[Location annotation dataset excerpts]
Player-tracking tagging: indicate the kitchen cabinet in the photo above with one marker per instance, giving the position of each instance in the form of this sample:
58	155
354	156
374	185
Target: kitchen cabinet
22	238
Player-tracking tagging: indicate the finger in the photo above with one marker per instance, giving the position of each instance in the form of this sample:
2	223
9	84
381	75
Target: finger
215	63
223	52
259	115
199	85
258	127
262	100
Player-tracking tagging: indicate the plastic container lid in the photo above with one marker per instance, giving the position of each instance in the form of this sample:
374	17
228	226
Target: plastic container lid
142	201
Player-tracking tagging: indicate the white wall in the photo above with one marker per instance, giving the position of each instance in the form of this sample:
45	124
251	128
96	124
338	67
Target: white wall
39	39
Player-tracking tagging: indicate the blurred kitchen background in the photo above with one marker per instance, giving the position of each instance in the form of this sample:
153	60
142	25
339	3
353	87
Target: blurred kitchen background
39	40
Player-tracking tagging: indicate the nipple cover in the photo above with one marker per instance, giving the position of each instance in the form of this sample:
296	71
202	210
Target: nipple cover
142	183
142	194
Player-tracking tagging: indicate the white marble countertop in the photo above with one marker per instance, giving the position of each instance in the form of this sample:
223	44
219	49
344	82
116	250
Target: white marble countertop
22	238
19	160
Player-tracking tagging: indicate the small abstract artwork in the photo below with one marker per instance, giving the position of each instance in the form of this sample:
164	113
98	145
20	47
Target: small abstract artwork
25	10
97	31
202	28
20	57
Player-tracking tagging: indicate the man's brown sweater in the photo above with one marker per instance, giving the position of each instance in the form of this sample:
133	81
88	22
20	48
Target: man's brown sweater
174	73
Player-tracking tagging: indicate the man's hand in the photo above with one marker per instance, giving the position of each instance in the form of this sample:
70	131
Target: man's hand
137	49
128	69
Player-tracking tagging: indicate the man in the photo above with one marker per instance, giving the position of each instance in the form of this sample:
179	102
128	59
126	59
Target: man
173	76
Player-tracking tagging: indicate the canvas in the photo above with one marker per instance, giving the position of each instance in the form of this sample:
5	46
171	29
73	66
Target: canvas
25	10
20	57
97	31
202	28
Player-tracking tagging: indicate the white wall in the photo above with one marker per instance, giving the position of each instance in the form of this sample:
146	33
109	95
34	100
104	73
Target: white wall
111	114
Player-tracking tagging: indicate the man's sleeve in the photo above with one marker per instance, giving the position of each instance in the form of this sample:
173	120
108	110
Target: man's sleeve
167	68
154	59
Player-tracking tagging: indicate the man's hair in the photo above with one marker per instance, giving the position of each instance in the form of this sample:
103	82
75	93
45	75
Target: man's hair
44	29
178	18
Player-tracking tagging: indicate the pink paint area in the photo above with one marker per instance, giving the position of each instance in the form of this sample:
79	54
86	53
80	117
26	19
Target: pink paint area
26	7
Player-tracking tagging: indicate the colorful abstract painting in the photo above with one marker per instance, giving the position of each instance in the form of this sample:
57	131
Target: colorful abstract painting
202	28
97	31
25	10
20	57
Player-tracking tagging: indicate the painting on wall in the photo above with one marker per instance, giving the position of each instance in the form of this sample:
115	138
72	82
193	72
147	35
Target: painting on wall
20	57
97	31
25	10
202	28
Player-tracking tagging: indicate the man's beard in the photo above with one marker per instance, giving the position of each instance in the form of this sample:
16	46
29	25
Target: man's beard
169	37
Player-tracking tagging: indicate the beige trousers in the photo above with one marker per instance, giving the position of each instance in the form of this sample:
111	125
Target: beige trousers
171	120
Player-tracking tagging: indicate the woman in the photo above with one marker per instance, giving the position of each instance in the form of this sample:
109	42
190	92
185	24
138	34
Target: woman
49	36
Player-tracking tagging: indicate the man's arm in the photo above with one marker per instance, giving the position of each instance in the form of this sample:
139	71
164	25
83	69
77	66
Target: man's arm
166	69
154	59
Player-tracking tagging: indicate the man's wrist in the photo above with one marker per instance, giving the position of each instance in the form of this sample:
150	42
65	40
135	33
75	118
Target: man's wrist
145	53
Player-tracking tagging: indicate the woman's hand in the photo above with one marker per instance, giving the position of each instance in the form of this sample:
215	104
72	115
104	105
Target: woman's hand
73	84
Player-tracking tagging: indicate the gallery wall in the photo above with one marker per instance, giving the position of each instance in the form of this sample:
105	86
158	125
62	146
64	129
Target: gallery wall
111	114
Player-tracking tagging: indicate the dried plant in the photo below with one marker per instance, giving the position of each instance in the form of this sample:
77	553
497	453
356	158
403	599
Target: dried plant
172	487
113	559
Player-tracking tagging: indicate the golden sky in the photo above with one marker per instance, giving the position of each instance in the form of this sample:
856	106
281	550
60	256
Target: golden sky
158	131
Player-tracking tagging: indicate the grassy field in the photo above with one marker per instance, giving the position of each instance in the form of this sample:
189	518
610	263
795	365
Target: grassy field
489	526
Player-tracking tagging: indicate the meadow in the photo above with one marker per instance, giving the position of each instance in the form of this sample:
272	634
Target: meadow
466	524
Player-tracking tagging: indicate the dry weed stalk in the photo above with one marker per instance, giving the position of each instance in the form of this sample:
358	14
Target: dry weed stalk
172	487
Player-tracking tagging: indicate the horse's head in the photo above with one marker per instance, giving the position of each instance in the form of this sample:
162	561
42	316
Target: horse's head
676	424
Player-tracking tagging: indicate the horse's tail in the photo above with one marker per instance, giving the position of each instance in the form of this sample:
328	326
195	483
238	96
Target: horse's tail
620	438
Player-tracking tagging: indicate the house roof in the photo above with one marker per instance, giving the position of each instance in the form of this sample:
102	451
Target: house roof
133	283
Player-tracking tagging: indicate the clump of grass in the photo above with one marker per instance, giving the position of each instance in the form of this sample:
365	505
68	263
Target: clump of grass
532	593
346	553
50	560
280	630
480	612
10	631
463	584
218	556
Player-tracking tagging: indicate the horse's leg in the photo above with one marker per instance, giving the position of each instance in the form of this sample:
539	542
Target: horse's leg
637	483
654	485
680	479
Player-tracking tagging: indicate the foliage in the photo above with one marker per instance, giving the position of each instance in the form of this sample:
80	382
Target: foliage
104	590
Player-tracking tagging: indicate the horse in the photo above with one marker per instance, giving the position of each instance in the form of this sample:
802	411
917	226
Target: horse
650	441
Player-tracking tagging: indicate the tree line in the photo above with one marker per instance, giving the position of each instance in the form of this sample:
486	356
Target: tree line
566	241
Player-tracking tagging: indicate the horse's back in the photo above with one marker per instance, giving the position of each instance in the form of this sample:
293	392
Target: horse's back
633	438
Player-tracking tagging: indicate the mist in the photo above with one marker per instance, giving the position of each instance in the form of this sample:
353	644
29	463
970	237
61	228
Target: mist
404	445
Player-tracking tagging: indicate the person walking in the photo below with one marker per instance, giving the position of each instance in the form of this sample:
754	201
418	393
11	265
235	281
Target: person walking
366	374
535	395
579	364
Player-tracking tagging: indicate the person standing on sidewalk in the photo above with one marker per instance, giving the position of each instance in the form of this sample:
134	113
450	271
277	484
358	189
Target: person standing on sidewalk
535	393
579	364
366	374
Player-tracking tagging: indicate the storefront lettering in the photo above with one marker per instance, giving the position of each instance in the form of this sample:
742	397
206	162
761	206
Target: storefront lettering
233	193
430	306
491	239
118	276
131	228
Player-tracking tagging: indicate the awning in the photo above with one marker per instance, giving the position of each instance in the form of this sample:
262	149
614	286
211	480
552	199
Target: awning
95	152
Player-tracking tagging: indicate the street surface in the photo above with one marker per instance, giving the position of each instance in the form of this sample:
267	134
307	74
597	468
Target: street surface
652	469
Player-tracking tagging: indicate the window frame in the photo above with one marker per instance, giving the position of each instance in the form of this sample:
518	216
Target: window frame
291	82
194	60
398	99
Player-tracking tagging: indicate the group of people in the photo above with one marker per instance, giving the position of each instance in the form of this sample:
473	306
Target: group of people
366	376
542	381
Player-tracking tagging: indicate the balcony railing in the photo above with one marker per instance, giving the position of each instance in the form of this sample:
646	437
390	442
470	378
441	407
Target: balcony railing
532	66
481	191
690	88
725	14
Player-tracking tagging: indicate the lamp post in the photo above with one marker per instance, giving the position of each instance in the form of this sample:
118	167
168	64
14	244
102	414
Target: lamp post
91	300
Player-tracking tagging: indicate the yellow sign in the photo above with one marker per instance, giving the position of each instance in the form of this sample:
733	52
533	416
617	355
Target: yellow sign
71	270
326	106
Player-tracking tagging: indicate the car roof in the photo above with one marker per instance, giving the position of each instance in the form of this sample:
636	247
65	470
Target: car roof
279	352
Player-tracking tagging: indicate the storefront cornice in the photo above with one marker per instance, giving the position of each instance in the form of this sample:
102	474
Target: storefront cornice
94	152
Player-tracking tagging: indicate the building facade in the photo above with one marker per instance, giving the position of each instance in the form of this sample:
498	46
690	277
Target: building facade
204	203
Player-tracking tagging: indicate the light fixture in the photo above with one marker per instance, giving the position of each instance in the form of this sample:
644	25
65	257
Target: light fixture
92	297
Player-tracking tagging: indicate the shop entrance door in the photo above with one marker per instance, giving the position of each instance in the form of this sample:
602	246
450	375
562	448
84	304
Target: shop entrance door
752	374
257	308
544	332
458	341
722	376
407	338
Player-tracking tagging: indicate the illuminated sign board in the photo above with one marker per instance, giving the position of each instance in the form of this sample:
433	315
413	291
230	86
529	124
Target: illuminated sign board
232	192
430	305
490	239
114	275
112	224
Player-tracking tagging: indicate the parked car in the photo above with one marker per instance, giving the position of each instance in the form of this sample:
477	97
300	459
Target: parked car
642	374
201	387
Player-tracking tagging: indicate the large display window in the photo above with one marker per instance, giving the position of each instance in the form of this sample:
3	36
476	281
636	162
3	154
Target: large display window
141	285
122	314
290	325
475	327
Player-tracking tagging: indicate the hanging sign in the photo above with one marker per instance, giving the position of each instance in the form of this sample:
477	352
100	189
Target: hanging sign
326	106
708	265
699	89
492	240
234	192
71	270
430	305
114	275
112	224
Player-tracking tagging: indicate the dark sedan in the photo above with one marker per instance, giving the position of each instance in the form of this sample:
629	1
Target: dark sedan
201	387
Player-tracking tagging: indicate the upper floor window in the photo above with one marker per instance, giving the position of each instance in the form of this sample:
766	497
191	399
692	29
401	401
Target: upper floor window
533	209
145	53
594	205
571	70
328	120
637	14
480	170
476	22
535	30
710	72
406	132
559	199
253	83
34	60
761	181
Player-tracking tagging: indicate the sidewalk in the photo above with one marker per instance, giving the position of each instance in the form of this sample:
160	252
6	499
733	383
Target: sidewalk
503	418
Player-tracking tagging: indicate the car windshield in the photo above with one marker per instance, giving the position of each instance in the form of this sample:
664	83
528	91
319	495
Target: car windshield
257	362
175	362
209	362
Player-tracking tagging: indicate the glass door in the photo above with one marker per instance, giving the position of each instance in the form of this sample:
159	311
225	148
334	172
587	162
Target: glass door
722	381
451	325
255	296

▶ [Requirements]: Copy out the lines starting at the one containing "Player-tracking tagging: indicate the sidewalk" and ending with the last line of the entries. Include nothing else.

▶ [Full response]:
Player-tracking tagging: indicate the sidewalk in the photo above with one marker per instance, giving the position of each instance in the form of this sample:
160	252
6	499
733	383
Target: sidewalk
503	418
Player-tracking tagging: indicate the car windshield in the photo above with one marker per instance, giving the position of each instance in the form of this sample:
664	83
528	91
319	495
Target: car windshield
257	362
175	362
209	362
Player-tracking tagging: indicate the glass door in the photo above with one marker per instance, giving the position of each instance in the form of this sample:
159	311
225	148
334	172
587	162
Target: glass door
722	381
451	325
255	296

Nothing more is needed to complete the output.